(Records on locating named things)
+-------+
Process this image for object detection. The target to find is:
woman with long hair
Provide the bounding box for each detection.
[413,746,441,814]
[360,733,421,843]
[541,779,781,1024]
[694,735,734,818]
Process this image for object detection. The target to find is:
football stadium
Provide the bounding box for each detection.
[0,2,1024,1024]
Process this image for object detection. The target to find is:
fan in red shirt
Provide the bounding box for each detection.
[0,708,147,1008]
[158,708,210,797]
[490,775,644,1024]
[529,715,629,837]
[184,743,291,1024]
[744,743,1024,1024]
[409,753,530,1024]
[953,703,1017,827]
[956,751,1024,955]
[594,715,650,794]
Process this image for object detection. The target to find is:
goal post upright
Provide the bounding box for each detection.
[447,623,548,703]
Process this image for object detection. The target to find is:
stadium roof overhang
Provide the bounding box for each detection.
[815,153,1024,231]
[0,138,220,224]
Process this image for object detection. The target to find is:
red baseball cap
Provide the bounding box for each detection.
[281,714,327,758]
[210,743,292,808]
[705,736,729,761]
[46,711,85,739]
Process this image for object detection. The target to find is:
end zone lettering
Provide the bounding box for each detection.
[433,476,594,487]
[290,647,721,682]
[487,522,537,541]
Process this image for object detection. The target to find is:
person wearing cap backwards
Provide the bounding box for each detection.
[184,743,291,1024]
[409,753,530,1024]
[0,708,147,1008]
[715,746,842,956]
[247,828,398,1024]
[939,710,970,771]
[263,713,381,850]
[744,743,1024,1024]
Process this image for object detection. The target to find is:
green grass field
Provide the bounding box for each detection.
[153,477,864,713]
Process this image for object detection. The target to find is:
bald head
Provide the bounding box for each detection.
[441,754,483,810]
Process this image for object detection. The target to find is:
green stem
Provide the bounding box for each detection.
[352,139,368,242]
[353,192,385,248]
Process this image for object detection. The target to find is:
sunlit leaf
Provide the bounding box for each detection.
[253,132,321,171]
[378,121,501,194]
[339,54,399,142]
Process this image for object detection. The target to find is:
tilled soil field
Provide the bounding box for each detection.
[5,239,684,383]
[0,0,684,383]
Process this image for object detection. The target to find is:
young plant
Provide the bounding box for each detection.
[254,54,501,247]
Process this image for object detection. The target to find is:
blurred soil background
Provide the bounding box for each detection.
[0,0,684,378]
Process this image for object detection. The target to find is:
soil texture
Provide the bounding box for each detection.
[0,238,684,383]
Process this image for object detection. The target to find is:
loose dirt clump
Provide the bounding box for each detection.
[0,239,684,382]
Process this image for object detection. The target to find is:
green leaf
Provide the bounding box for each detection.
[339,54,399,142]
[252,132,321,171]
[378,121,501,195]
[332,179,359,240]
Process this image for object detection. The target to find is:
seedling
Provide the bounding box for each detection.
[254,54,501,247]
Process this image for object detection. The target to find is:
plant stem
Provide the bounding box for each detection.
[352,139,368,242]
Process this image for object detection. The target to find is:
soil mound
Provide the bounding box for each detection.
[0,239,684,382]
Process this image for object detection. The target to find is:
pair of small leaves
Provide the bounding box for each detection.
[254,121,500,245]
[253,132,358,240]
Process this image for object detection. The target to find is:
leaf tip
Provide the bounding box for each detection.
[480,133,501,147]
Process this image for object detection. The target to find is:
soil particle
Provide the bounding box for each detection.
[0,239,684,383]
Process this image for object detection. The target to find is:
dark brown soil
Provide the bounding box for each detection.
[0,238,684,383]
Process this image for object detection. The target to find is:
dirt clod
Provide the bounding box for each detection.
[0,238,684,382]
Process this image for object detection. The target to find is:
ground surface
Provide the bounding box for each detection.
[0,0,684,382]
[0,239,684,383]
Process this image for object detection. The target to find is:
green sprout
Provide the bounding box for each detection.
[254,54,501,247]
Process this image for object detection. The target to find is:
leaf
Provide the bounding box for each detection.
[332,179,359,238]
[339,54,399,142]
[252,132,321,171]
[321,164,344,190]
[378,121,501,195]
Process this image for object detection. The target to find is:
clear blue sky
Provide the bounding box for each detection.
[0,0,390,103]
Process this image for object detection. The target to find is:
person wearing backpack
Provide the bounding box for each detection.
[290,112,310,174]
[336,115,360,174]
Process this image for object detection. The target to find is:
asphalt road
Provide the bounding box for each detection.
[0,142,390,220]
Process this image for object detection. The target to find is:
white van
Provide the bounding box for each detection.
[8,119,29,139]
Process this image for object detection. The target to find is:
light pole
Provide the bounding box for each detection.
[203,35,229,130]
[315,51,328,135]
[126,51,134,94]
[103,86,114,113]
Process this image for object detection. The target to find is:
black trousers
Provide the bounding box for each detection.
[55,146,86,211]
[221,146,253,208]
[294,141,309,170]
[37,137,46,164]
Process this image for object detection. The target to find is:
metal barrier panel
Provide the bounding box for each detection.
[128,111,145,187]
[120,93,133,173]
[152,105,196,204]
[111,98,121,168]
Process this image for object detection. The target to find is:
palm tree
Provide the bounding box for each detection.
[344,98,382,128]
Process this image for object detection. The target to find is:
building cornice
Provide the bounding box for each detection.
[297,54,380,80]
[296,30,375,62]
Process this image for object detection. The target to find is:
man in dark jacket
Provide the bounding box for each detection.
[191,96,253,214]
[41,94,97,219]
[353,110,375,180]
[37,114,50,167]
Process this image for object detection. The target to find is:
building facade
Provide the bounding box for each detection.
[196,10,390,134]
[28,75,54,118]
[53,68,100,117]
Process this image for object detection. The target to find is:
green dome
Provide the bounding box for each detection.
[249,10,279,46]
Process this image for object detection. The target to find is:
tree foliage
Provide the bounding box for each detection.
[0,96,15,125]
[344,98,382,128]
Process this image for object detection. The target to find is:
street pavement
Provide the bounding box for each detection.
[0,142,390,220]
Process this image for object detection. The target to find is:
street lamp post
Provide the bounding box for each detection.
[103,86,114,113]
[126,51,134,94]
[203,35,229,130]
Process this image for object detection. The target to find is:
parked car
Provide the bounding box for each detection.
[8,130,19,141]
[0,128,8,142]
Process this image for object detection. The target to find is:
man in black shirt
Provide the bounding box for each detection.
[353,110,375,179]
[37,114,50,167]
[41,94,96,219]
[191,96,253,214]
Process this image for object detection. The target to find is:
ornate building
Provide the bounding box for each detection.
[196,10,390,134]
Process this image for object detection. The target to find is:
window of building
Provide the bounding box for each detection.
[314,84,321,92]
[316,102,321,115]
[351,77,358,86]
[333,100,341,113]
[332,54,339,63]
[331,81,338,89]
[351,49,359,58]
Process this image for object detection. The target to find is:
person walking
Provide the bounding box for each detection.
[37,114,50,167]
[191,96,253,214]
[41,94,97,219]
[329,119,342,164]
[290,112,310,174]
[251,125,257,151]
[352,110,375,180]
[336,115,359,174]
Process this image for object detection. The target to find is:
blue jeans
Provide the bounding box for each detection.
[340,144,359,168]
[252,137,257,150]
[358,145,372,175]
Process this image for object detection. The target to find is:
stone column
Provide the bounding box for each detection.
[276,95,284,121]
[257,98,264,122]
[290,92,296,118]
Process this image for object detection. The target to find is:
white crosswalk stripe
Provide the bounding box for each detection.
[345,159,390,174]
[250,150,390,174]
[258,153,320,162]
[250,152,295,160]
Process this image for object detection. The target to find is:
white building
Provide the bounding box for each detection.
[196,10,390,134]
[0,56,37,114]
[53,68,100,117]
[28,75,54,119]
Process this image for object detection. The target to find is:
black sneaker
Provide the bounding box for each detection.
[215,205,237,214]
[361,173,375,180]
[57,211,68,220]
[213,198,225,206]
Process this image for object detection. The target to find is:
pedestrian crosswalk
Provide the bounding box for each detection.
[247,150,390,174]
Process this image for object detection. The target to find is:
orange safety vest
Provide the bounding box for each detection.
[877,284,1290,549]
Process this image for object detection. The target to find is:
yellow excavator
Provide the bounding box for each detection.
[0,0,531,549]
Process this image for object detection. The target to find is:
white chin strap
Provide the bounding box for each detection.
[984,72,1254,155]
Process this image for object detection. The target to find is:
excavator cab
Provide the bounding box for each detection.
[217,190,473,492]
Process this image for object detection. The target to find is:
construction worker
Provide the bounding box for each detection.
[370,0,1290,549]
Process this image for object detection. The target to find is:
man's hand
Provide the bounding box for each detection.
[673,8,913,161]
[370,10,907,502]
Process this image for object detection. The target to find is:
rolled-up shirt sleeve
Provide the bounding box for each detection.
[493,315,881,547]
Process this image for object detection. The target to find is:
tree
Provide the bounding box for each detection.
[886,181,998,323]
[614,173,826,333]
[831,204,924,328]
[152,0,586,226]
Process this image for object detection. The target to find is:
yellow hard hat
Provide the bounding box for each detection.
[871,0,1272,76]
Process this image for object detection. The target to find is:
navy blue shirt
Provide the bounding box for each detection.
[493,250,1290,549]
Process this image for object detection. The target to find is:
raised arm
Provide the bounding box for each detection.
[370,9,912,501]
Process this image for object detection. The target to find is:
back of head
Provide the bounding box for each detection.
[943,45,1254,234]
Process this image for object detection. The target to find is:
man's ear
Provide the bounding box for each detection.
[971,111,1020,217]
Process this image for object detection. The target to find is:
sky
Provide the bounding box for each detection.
+-------+
▶ _EXERCISE DESCRIPTION_: Copy the records word for word, from the first line through the line that contains "[0,138,220,224]".

▶ _THE ANSWER_:
Process this image for object detection. The target to find is:
woman with long hair
Provide the bounding box for each detection.
[413,746,441,814]
[360,733,421,843]
[541,779,781,1024]
[694,735,734,818]
Process this image for object detection. The target to find is:
football stadium
Provide the bounding box for each detection.
[0,2,1024,1024]
Process this image for object detection. The target to find is:
fan in red shirt
Provide the bounding box for each detection.
[0,708,147,1008]
[158,708,210,797]
[490,775,644,1024]
[529,715,629,837]
[184,743,291,1024]
[744,743,1024,1024]
[409,753,530,1024]
[953,703,1017,827]
[956,751,1024,955]
[594,715,650,794]
Process this image for object detection. The target to find is:
goal post upright
Provide the bounding box for each detection.
[447,623,548,703]
Process this image for object detection. The target to find is:
stadium roof overhang
Provide the bounding box for each detection.
[815,153,1024,231]
[0,138,220,224]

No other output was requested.